---------- Text provided ----------
IPSECME Meeting Notes

Note taker: Jim Schaad. All remaining errors by Paul and Yaron.

Agenda bash & Status
- IPsec is due to change from MUST to SHOULD in the new IPv6 node requirements doc.
- Ongoing discussion on using CGA for authentication, some aspects relevant to IPsec.

HA Recap slides
   People should read McGrew's msec counter mode document, now in IETF last call. [Pointer sent separately on the list.]

   RFC5297 - Auth encryption mode is another solution (a different block encryption mode).

HA Solutions slides

   Steve Kent - cluster member taking over shoves done  and peer response as needed.
   Paul - Each SA is synced up independently.
   Steve - Should be indication of knowledge of more SAs to be synced later
   Raj - "More" flag indicates that more SAs are coming
   Paul - Nothing about what happens if "more coming" flag is not set
   Raj - peer can initiate for secondary SAs (?)
   Dave McGrew - How is a replay attack possible? [offline commentary: ESP replay is in principle equivalent to replication of packets by the network, and thus not an attack; however the draft attempts to preserve existing ESP security guarantees.]
   Raj - Lost IKE SA so counters can be reused - must fit in IKE window
   DM - ESP and AH - possible attack here?
   R - After failover happens can safely stop traffic
   DM - expand
   R - Active member sync w/ standby - counter =1700 = now counter is 1800 - standby starts from 1700 (last sync) looks like replay attack to peer
   Yoav - Sync counters every 1000 must - peer can now resend message 1001 again after failover since does not know that it exists.
---------- Provided material ----------
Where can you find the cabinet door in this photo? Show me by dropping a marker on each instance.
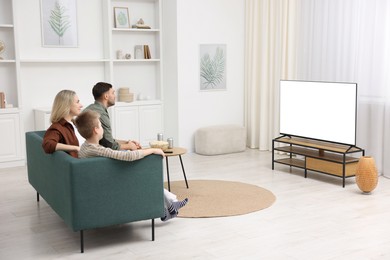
(10, 148)
(125, 123)
(150, 123)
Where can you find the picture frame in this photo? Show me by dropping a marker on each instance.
(59, 23)
(121, 16)
(212, 67)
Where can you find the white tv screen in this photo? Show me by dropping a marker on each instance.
(319, 110)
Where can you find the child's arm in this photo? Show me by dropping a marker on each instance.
(153, 151)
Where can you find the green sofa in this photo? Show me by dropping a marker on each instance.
(95, 192)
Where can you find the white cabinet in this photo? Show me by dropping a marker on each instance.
(10, 139)
(140, 122)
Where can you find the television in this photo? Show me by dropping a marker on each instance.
(325, 111)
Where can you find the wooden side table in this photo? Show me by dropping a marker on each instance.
(175, 151)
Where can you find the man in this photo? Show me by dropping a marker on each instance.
(104, 95)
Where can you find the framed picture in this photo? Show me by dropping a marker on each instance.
(212, 67)
(121, 15)
(59, 23)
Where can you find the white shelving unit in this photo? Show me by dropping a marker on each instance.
(143, 119)
(30, 74)
(11, 152)
(142, 76)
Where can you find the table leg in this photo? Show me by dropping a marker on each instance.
(184, 173)
(169, 184)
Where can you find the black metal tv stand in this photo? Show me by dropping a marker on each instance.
(319, 156)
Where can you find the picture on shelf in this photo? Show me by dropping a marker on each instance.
(212, 67)
(59, 23)
(139, 52)
(121, 15)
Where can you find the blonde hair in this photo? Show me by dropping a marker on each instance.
(61, 105)
(86, 122)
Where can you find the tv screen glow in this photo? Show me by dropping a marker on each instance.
(319, 110)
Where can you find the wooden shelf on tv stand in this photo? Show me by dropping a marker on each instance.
(319, 156)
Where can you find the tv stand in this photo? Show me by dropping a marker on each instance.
(319, 156)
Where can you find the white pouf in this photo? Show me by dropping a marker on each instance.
(220, 139)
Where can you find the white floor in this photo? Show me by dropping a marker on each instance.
(313, 218)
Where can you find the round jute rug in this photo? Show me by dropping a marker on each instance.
(215, 198)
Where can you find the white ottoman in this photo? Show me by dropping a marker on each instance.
(220, 139)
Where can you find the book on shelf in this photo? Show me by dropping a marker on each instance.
(147, 54)
(2, 100)
(141, 26)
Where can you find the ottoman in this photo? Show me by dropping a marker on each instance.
(220, 139)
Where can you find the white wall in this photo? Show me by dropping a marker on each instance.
(207, 22)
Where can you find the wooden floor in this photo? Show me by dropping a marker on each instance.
(313, 218)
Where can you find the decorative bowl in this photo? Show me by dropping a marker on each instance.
(159, 144)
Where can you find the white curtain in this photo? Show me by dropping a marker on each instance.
(343, 41)
(348, 41)
(269, 30)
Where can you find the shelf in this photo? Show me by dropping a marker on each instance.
(315, 153)
(12, 110)
(62, 61)
(319, 145)
(317, 156)
(134, 30)
(137, 60)
(292, 162)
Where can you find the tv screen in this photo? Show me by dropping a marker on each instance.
(319, 110)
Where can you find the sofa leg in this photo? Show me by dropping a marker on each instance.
(152, 229)
(82, 241)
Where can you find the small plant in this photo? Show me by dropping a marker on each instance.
(59, 22)
(212, 70)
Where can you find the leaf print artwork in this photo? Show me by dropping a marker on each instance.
(213, 67)
(59, 23)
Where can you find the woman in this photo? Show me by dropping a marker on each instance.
(60, 136)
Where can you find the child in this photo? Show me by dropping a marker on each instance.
(89, 127)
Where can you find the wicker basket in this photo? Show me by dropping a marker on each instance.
(366, 174)
(125, 95)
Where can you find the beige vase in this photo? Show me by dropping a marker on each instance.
(366, 174)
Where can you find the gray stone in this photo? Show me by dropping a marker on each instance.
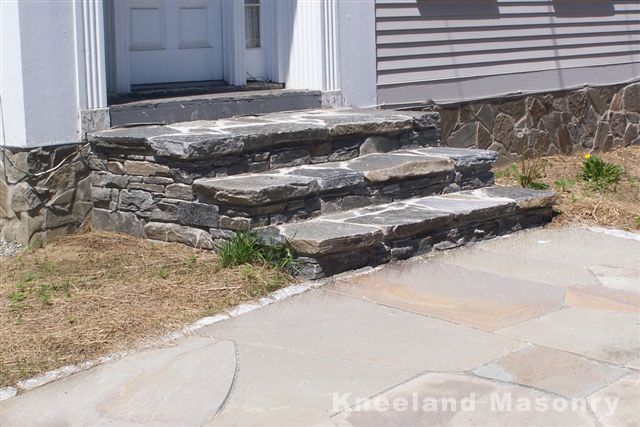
----------
**Tasks for this exercise:**
(A) Translate this sentence from the IPSECME meeting notes into Spanish: "People should read McGrew's msec counter mode document, now in IETF last call."
(B) According to the IPSECME meeting notes, what change is expected for IPsec in the new IPv6 node requirements document?

**Solutions to the exercise:**
(A) La gente debería leer el documento de McGrew sobre el modo contador de msec, que ahora está en la última llamada del IETF.

(B) IPsec is due to change from MUST to SHOULD.